= TRECHO DA FONTE =

--- --- ---

Após quase dez anos praticamente desaparecido do cenário dos crimes econômicos, a sonegação fiscal ressurge com o fantasma da possibilidade de condenação penal de empresários

Laura Ignacio

Após quase dez anos praticamente desaparecido do cenário dos crimes econômicos, a sonegação fiscal ressurge com o fantasma da possibilidade de condenação penal de empresários que, no passado, tiveram suas empresas autuadas pelo fisco em função do delito. Advogados criminalistas estão às voltas com processos criminais por sonegação decorrentes de autuações do fim dos anos 90 e início da década atual - que todos já davam como casos encerrados. O motivo é uma nova tese desenvolvida pelo Ministério Público que vem obtendo sucesso no Poder Judiciário: a de que, se a ação penal por sonegação fiscal só pode ser ajuizada após o fim do processo administrativo - como já definiu a jurisprudência do Supremo Tribunal federal (STF) -, a contagem do prazo de prescrição do crime fica suspensa ou só começa a correr a partir do julgamento definitivo da autuação na esfera administrativa.

No passado, a iniciativa de buscar punição para a sonegação fiscal foi de um grupo de procuradores gaúchos, que conseguiu na Justiça decisões determinando a prisão de diversos empresários de porte no Estado. Na década de 90 o Ministério Público fez um acordo com a Receita Federal no Rio Grande do Sul e os juízes do Estado para garantia maior agilidade nos julgamentos e fazer valer a Lei nº 4.729, de 1965, que regula o crime de sonegação fiscal. O resultado foi a condenação de empresários de porte - como a de executivos da fábrica de sapatos Ortopé, de Gramado e da indústria de produtos de couro Fasolo, de Novo Hamburgo.

--- --- ---

= DADOS FORNECIDOS =
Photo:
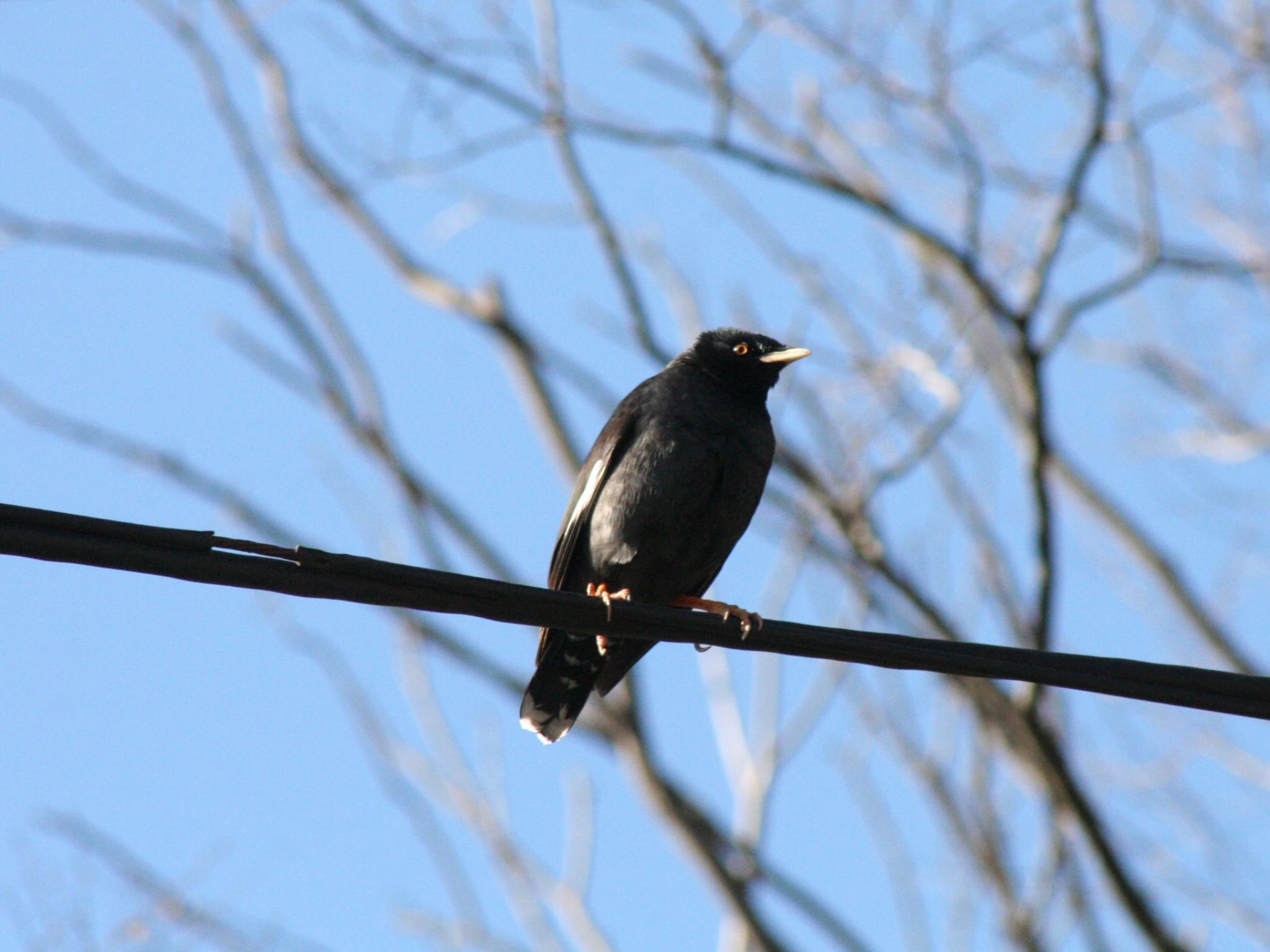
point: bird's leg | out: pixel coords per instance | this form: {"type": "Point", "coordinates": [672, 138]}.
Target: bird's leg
{"type": "Point", "coordinates": [750, 621]}
{"type": "Point", "coordinates": [607, 597]}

--- --- ---

= TAREFAS PROPOSTAS =
a. Transcreva, do texto sobre sonegação fiscal, a parte que começa com as palavras "Laura Ignacio" e termina com "na esfera administrativa.".
b. Segundo o texto sobre sonegação fiscal, qual lei regula o crime de sonegação fiscal?

= TAREFAS RESOLVIDAS =
a.
Laura Ignacio

Após quase dez anos praticamente desaparecido do cenário dos crimes econômicos, a sonegação fiscal ressurge com o fantasma da possibilidade de condenação penal de empresários que, no passado, tiveram suas empresas autuadas pelo fisco em função do delito. Advogados criminalistas estão às voltas com processos criminais por sonegação decorrentes de autuações do fim dos anos 90 e início da década atual - que todos já davam como casos encerrados. O motivo é uma nova tese desenvolvida pelo Ministério Público que vem obtendo sucesso no Poder Judiciário: a de que, se a ação penal por sonegação fiscal só pode ser ajuizada após o fim do processo administrativo - como já definiu a jurisprudência do Supremo Tribunal federal (STF) -, a contagem do prazo de prescrição do crime fica suspensa ou só começa a correr a partir do julgamento definitivo da autuação na esfera administrativa.

b. A Lei nº 4.729, de 1965.